- _Work to be completed_
Repeat everything from the first line of the listing below through the line that contains "of the dead", exactly. Leave out pictures.

- _Source data_
• • •

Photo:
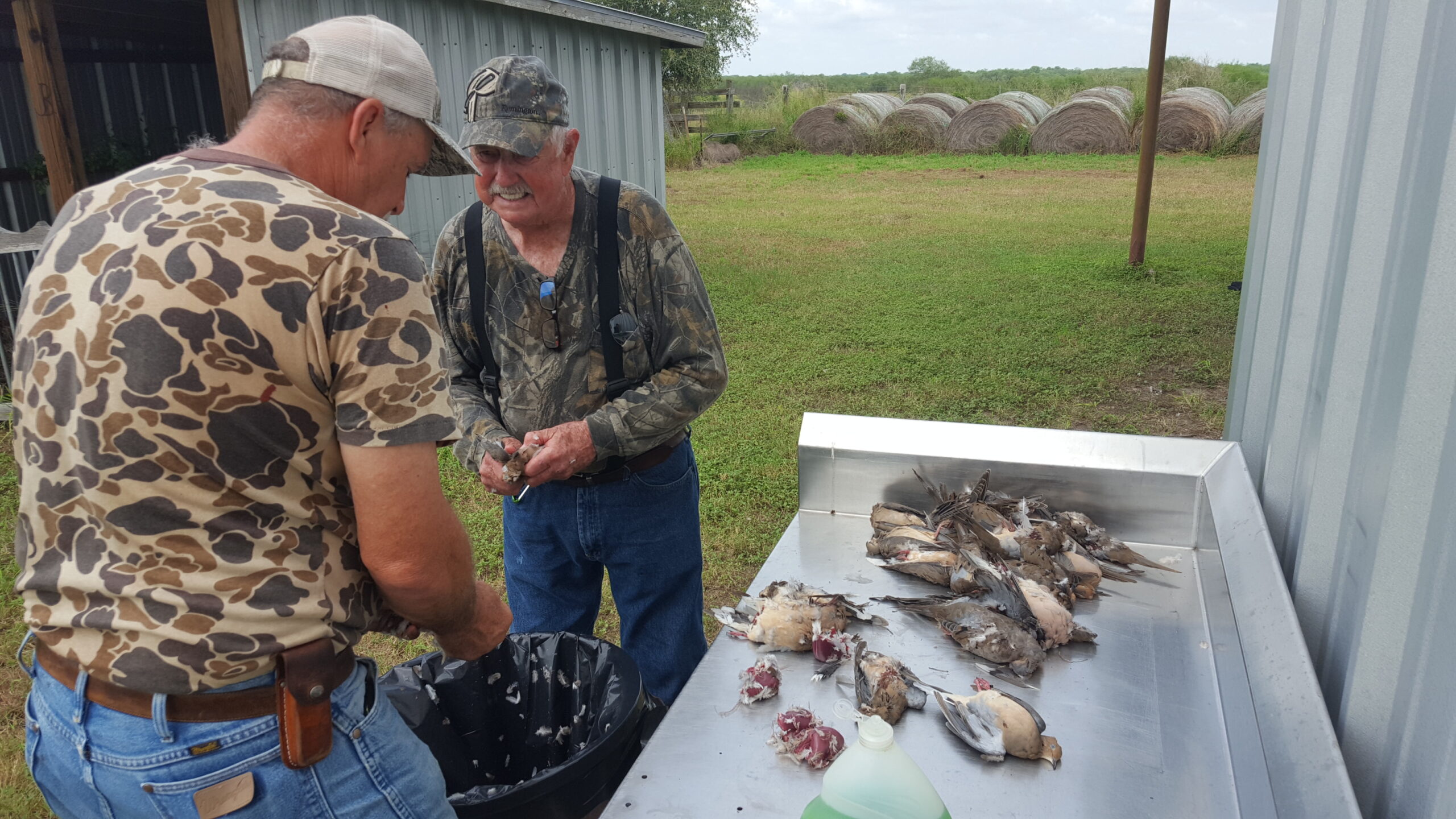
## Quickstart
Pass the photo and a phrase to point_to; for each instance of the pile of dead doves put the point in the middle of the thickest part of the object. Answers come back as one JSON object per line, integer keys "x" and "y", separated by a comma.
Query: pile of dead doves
{"x": 1014, "y": 570}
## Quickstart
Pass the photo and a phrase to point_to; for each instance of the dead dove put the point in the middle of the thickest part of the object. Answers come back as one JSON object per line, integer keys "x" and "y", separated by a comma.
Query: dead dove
{"x": 931, "y": 563}
{"x": 784, "y": 615}
{"x": 830, "y": 651}
{"x": 995, "y": 723}
{"x": 1082, "y": 572}
{"x": 979, "y": 630}
{"x": 514, "y": 470}
{"x": 886, "y": 516}
{"x": 1103, "y": 545}
{"x": 884, "y": 685}
{"x": 1057, "y": 627}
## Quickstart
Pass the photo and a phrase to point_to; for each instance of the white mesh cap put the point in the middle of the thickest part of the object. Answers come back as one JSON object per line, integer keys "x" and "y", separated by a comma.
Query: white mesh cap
{"x": 367, "y": 57}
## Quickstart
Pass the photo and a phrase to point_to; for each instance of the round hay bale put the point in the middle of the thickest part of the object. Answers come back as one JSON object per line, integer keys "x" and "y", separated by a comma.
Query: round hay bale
{"x": 1117, "y": 95}
{"x": 947, "y": 102}
{"x": 1247, "y": 123}
{"x": 1190, "y": 118}
{"x": 1210, "y": 97}
{"x": 719, "y": 154}
{"x": 878, "y": 105}
{"x": 1033, "y": 102}
{"x": 986, "y": 123}
{"x": 915, "y": 127}
{"x": 835, "y": 127}
{"x": 1087, "y": 125}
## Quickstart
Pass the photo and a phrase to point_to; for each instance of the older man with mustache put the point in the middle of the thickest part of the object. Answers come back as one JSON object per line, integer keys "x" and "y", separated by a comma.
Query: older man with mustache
{"x": 599, "y": 353}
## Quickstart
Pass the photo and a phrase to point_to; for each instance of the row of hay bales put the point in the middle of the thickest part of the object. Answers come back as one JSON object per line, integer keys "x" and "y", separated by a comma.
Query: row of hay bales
{"x": 1095, "y": 120}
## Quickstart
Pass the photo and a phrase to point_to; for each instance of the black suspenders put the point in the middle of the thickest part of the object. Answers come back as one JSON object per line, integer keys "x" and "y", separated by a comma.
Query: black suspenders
{"x": 609, "y": 289}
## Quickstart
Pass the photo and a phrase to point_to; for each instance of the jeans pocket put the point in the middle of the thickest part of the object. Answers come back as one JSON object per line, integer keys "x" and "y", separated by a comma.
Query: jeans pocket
{"x": 32, "y": 734}
{"x": 277, "y": 791}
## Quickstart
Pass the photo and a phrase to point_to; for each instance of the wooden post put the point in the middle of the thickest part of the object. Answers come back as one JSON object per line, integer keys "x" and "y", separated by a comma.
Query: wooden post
{"x": 232, "y": 63}
{"x": 1138, "y": 248}
{"x": 50, "y": 98}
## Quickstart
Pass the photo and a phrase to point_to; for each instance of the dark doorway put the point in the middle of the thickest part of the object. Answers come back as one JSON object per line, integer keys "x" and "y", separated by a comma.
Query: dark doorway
{"x": 143, "y": 82}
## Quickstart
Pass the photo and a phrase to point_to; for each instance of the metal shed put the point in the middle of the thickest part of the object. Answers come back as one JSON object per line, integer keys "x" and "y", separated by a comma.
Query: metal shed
{"x": 98, "y": 88}
{"x": 1345, "y": 377}
{"x": 609, "y": 60}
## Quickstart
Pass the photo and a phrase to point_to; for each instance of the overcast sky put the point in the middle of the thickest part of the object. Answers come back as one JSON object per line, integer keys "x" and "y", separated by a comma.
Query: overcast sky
{"x": 848, "y": 37}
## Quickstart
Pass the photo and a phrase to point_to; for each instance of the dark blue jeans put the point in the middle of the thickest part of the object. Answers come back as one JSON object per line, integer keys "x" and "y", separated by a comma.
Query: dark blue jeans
{"x": 646, "y": 532}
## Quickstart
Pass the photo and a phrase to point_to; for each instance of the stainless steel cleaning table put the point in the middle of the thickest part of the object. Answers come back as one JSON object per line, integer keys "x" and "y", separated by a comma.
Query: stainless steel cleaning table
{"x": 1197, "y": 700}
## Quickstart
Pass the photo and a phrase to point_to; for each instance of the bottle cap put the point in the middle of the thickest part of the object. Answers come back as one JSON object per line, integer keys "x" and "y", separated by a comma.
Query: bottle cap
{"x": 874, "y": 732}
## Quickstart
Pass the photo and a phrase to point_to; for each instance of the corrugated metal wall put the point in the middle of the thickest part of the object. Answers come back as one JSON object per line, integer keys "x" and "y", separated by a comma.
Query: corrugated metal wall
{"x": 1345, "y": 378}
{"x": 614, "y": 79}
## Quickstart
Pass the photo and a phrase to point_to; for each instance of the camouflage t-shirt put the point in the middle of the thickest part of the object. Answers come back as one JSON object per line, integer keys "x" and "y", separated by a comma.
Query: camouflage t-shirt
{"x": 675, "y": 354}
{"x": 196, "y": 341}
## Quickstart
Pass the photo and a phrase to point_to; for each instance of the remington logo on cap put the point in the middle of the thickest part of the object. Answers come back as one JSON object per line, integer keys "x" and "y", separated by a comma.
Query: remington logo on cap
{"x": 485, "y": 84}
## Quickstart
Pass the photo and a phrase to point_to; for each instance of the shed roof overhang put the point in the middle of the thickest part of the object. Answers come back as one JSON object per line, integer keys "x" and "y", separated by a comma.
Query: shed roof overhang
{"x": 672, "y": 35}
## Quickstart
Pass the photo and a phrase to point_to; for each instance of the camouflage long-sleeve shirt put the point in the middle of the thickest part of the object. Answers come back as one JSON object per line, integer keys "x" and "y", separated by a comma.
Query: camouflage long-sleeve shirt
{"x": 675, "y": 354}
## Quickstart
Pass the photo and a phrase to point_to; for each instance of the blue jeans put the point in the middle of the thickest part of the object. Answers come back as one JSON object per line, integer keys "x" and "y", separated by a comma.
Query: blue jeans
{"x": 646, "y": 532}
{"x": 97, "y": 763}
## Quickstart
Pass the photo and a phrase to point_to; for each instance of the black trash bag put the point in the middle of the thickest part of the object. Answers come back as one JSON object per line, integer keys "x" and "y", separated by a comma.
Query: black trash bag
{"x": 545, "y": 726}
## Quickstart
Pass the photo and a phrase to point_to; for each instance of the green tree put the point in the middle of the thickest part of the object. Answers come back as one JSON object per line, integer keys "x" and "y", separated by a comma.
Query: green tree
{"x": 928, "y": 66}
{"x": 730, "y": 28}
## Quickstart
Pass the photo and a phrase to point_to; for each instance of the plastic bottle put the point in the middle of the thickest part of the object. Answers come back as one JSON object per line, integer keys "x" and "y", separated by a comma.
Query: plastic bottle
{"x": 874, "y": 779}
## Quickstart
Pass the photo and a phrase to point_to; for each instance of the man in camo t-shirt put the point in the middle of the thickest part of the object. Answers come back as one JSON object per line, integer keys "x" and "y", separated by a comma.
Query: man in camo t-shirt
{"x": 229, "y": 394}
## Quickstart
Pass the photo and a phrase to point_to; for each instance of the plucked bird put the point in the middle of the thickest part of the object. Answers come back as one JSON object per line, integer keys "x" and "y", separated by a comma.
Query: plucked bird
{"x": 995, "y": 723}
{"x": 784, "y": 615}
{"x": 979, "y": 630}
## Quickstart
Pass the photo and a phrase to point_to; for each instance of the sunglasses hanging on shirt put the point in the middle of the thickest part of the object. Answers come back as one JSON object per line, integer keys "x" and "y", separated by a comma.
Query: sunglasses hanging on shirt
{"x": 551, "y": 328}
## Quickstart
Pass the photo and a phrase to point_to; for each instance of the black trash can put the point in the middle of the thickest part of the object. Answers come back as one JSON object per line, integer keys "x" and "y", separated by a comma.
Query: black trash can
{"x": 547, "y": 726}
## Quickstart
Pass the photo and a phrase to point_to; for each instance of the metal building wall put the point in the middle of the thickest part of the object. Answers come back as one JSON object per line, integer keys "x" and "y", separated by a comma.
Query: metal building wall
{"x": 1345, "y": 377}
{"x": 614, "y": 79}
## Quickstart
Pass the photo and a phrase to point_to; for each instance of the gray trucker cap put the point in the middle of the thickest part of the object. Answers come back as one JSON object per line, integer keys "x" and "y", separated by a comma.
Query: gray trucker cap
{"x": 367, "y": 57}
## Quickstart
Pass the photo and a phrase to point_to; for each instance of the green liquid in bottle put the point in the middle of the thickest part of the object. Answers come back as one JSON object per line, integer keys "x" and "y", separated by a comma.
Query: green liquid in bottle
{"x": 819, "y": 810}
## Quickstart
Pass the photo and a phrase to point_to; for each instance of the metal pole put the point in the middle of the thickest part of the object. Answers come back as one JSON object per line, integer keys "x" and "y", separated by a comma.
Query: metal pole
{"x": 1151, "y": 104}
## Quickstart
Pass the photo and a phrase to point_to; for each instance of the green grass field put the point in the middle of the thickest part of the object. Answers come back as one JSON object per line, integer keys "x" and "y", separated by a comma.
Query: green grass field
{"x": 979, "y": 289}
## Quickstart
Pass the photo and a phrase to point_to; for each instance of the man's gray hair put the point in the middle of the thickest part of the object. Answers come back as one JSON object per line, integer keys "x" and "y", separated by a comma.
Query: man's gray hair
{"x": 309, "y": 101}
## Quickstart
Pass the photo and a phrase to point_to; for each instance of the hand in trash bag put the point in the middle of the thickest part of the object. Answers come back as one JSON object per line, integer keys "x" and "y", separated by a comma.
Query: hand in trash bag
{"x": 484, "y": 631}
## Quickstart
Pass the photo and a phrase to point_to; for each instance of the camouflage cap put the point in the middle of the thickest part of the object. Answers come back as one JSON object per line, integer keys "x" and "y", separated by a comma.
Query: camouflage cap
{"x": 513, "y": 104}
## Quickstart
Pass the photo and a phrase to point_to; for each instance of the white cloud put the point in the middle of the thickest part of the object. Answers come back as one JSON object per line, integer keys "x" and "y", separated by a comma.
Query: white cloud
{"x": 832, "y": 37}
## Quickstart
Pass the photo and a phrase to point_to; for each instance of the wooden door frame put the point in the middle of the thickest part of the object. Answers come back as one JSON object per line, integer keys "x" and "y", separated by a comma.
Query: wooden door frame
{"x": 50, "y": 98}
{"x": 232, "y": 61}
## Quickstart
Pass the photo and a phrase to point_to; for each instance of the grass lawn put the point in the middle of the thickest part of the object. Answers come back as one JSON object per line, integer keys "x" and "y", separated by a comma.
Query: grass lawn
{"x": 960, "y": 289}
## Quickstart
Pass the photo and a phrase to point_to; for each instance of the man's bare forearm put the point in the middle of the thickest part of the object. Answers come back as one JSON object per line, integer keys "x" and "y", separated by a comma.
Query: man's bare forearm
{"x": 410, "y": 538}
{"x": 433, "y": 585}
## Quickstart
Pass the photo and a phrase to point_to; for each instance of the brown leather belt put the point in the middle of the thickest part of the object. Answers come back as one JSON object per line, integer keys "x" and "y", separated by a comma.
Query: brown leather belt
{"x": 217, "y": 707}
{"x": 638, "y": 464}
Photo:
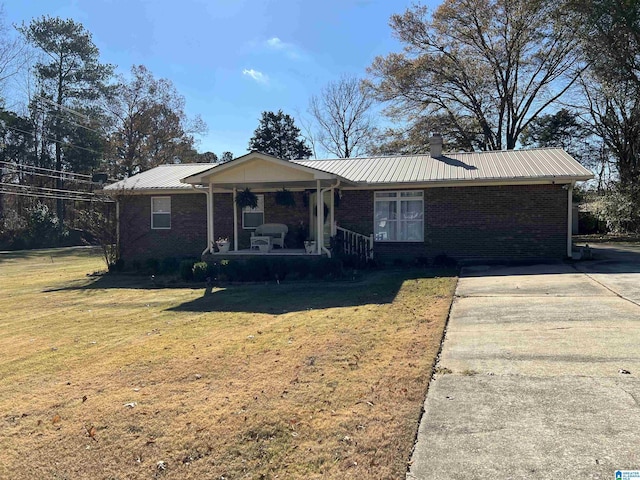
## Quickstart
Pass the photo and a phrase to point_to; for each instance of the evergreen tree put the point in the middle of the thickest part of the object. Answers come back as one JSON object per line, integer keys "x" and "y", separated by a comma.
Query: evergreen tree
{"x": 278, "y": 135}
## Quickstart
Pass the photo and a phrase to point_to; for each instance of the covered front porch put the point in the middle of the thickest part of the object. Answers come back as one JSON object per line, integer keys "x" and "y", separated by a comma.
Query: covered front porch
{"x": 233, "y": 230}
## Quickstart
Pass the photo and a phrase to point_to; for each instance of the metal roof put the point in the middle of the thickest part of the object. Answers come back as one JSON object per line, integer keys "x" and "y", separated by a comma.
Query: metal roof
{"x": 161, "y": 177}
{"x": 520, "y": 165}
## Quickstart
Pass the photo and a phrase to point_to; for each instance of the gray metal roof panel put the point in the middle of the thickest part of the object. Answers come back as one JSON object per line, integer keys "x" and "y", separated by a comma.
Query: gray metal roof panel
{"x": 474, "y": 166}
{"x": 516, "y": 165}
{"x": 161, "y": 177}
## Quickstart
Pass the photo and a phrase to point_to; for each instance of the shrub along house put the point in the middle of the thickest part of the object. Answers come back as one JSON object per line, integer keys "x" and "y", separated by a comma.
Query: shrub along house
{"x": 504, "y": 204}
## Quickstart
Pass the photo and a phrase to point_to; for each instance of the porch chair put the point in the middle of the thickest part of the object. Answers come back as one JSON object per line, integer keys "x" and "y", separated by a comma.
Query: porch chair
{"x": 276, "y": 231}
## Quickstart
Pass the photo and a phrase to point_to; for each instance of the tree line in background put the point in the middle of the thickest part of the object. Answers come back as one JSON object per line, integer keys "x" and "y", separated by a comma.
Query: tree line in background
{"x": 487, "y": 75}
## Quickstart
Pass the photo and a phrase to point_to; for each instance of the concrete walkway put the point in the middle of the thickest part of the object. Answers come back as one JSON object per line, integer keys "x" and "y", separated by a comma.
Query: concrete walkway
{"x": 530, "y": 382}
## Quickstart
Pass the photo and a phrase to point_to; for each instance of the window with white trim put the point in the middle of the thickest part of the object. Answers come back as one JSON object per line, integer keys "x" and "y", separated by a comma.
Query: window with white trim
{"x": 160, "y": 213}
{"x": 399, "y": 216}
{"x": 253, "y": 217}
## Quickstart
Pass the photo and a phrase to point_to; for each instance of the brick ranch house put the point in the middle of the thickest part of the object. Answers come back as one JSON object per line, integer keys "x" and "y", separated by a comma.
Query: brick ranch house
{"x": 488, "y": 205}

• • •

- _Completed task_
Photo:
## Quickstart
Pass the photo and a phrase to point_to; for each instance of the pile of dead doves put the point in the middle of the thickest part of the object. Answers come back as one JSON object per line, integer keys "x" and "y", separated by a comma.
Query: pile of dead doves
{"x": 1014, "y": 570}
## Quickstart
Pass the photo and a phrase to point_to; for each instance of the dead dove put the point in the middle of the thickest part of the object. Answers come back as one JSON object per line, integer keys "x" and "y", separated by a comma.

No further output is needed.